
    Formal Definition Codegen

    Once we have formal definitions, the daemon and clients should use automated tools to ensure our code is working with the data and API correctly. It should provide robust validation, type safety, and error handling. If our code encounters new data schemas and APIs, it should handle it gracefully.

    Peer Reputation Management

    Keep track of what peers are acting in good faith, and what services+content they provide.

    This may be exposed to the user via an API, who can keep track of peers manually with tags, overrides, and other tools.

    Peer-Account Connections

    If an account chooses to identify as a peer (like we do with web servers), the account trust can be associated with the peer. This allows you to send protected or private data to this peer, or trust it to perform certain services.

    This will unify our approach of delegating to certain centralized hypermedia services. By default, the application will trust us for services like Gateway, Host, and Pay. But this is configurable.

    Users should have a GUI and APIs to access this, leveraging their web-of-trust to manage the peers who they trust.

    Improve the Sync Protocol

    The protocol should be as efficient as possible to sync only the data thats needed.

    You can ask peers (who you really trust) to search its index with a wide variety of the existing methods, or you can push objects to them

    Near-Realtime interactions: the protocol should support immediate syncing when possible/allowed

    Snapshots

    Change-based Entities should support Snapshots, so you don't necessarily have to crawl back the full history to see the latest state.

    Resource Management

    We should be able to keep track of the data use on a node, and provide tools to help users manage their data.

    This includes a configurable disk garbage collector, analytics of resource use, and tools to limit resource use. Allow users to inspect and evacuate the index

    Advanced Node Configuration

    Peer nodes should support varied modes. Many of these could be enabled together:

      Mode which sucks up all data

      Mode which aggressively distributes certain kinds of content

      Light node which delegates the heavy downloads and validation

    API Documentation

    Once our API is improved, we should properly version it, document it, and open it up as part of the protocol.

    Integrated Payment + Service Protocols

    We should bake in the following as first-class citizens of the protocol: Hosting, Payments, Donations, Pay-Walling

    Our modular protocol allows you to build support for arbitrary Products and Services (like Analytics or LLMs)

○ ○ ○ ○ ○ ○ ○

> Tasks to carry out
1 - From the roadmap text, reproduce the passage starting with "Once our API" and going on through "Analytics or LLMs)".
2 - Answer these questions using the roadmap text:
(a) Which services will the application trust by default?
(b) What should change-based entities support so that the full history does not have to be crawled back to see the latest state?
(c) What does the light node delegate?

○ ○ ○ ○ ○ ○ ○

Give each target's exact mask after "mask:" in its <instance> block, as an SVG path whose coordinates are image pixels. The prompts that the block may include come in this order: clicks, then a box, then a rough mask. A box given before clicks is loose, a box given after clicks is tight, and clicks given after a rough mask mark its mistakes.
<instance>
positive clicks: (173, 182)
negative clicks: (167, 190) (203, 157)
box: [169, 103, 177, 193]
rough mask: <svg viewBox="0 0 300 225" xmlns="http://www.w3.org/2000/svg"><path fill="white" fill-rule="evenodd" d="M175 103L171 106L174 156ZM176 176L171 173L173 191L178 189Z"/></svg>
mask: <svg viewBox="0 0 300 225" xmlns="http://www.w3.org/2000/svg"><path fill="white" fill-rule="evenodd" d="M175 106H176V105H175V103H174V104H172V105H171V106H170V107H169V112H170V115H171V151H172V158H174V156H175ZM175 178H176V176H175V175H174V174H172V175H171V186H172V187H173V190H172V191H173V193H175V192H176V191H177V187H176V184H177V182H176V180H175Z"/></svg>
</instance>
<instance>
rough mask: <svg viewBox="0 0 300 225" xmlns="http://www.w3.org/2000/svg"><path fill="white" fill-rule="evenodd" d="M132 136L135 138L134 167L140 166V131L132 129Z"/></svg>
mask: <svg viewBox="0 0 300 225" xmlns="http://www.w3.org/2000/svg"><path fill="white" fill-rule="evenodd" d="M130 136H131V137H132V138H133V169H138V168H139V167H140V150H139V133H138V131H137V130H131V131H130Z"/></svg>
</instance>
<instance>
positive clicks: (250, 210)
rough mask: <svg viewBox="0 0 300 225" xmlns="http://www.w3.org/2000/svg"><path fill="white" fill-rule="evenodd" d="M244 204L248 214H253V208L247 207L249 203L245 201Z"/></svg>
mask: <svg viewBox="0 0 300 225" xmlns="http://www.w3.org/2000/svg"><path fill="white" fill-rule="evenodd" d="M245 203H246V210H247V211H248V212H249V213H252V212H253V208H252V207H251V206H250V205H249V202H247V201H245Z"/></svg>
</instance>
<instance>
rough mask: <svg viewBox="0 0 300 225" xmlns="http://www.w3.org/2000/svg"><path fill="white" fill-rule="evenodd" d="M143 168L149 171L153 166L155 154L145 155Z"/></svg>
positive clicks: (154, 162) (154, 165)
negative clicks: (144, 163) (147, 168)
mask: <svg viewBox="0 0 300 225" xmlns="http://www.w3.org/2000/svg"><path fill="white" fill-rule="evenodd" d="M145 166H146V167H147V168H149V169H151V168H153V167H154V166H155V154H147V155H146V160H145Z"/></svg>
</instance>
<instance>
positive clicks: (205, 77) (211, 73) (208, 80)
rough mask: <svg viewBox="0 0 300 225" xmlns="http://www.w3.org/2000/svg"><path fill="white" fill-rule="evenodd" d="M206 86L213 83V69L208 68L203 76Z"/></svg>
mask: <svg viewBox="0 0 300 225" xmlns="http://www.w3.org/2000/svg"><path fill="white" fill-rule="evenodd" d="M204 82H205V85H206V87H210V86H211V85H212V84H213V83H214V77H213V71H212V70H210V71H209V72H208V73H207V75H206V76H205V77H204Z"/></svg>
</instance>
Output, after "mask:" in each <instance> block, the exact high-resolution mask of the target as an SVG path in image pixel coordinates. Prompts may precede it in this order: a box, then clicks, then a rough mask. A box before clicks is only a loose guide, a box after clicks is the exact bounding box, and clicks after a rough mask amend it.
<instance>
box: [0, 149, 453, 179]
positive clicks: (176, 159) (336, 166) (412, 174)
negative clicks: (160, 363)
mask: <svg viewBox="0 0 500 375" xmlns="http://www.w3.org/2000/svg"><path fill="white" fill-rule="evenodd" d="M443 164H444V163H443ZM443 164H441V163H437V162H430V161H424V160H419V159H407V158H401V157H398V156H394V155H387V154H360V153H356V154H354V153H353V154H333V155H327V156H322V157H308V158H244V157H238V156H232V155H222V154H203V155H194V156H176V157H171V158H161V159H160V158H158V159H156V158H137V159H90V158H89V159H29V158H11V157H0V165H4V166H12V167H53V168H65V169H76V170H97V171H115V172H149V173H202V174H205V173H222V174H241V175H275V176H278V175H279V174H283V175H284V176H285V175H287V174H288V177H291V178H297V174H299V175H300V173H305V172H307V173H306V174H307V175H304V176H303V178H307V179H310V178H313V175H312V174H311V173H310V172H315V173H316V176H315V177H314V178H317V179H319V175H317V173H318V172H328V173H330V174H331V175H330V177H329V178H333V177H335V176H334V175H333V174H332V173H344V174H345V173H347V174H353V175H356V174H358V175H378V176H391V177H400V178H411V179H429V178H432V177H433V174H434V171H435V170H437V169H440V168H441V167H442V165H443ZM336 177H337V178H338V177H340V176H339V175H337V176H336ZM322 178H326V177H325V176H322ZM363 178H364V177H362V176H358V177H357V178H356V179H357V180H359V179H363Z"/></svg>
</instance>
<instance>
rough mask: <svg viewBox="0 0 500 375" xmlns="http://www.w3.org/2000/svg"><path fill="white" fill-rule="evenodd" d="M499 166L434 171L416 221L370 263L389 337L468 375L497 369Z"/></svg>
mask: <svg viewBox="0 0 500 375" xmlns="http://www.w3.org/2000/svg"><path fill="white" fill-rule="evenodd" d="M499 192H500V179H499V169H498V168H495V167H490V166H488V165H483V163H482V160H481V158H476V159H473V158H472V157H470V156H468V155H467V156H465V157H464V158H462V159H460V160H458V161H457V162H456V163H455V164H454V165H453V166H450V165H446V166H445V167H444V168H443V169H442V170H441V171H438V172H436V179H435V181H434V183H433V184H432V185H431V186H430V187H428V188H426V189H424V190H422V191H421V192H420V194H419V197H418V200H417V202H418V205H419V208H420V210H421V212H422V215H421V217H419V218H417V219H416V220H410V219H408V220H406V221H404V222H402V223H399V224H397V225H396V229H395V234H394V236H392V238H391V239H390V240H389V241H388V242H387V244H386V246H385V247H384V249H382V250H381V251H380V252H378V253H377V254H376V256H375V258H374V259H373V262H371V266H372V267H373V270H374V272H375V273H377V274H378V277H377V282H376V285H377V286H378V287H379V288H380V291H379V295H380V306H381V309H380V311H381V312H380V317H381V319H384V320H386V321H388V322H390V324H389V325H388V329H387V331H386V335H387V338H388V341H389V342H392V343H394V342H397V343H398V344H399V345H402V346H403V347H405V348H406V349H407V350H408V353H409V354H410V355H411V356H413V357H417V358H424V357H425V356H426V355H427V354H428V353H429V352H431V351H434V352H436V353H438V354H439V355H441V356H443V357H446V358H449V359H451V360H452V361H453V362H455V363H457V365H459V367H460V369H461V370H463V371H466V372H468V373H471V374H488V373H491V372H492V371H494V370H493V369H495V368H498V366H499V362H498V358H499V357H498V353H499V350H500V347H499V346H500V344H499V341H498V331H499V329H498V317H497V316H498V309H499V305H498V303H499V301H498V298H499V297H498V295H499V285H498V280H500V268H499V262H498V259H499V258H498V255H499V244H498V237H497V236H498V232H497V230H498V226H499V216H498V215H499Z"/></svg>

○ ○ ○ ○ ○ ○ ○

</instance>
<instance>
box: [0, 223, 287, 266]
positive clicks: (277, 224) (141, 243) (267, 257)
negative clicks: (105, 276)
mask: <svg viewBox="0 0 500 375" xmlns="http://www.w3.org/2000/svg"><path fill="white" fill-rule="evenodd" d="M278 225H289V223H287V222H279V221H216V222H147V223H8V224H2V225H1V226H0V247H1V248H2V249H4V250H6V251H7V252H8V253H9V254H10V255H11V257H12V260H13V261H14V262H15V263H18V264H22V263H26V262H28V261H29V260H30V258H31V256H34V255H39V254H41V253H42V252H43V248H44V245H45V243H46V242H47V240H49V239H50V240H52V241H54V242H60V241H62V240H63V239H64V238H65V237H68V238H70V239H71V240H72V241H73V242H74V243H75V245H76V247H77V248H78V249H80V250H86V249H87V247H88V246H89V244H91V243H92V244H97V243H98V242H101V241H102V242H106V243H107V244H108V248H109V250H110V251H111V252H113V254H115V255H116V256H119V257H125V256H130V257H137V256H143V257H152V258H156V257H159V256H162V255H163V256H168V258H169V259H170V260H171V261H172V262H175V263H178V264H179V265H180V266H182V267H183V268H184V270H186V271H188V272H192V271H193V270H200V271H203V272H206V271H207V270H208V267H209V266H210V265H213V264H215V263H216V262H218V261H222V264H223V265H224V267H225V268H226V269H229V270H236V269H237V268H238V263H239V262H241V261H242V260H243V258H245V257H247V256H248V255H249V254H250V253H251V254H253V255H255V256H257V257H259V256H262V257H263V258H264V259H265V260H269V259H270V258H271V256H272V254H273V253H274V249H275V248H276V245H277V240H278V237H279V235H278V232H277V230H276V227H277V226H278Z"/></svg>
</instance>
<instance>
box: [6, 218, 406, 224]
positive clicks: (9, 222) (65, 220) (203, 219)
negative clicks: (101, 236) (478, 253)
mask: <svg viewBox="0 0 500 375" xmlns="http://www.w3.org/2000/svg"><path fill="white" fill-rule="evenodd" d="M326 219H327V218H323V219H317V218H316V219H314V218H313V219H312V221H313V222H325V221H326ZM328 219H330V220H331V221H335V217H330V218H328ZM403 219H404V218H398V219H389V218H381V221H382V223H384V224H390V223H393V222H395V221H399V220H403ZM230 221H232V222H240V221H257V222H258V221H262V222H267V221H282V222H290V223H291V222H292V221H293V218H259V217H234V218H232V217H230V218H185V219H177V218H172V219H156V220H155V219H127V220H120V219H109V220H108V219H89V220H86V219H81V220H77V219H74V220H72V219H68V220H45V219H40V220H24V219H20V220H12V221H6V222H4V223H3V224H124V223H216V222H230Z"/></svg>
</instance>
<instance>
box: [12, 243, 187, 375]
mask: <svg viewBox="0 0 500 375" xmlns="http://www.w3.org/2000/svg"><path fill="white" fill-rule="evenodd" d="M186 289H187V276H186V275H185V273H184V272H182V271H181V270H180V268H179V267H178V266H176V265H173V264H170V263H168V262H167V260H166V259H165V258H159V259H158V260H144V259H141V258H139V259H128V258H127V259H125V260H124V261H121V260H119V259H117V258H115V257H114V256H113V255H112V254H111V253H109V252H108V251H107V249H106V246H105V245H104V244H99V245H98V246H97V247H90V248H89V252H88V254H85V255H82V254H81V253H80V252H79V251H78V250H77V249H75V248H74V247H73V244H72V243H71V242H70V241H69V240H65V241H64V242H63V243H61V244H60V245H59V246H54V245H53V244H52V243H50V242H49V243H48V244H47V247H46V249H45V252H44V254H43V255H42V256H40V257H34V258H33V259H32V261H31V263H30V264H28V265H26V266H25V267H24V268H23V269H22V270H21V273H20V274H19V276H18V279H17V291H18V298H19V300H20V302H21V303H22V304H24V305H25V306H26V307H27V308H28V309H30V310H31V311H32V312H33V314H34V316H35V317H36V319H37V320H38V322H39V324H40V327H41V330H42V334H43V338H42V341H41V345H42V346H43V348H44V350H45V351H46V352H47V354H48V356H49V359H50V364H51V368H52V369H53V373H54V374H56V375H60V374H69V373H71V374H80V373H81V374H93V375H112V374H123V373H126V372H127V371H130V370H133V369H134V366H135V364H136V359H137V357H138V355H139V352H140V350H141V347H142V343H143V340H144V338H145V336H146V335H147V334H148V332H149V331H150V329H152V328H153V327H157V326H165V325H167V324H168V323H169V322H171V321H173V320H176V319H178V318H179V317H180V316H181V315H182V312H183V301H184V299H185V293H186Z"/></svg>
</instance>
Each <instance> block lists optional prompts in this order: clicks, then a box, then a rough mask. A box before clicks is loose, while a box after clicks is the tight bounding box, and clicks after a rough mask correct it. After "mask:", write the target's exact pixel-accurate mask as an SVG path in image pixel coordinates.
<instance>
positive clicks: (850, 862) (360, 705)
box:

○ ○ ○ ○ ○ ○ ○

> Answers
1 -
Once our API is improved, we should properly version it, document it, and open it up as part of the protocol.

    Integrated Payment + Service Protocols

    We should bake in the following as first-class citizens of the protocol: Hosting, Payments, Donations, Pay-Walling

    Our modular protocol allows you to build support for arbitrary Products and Services (like Analytics or LLMs)

2 -
(a) Gateway, Host, and Pay.
(b) Snapshots.
(c) The heavy downloads and validation.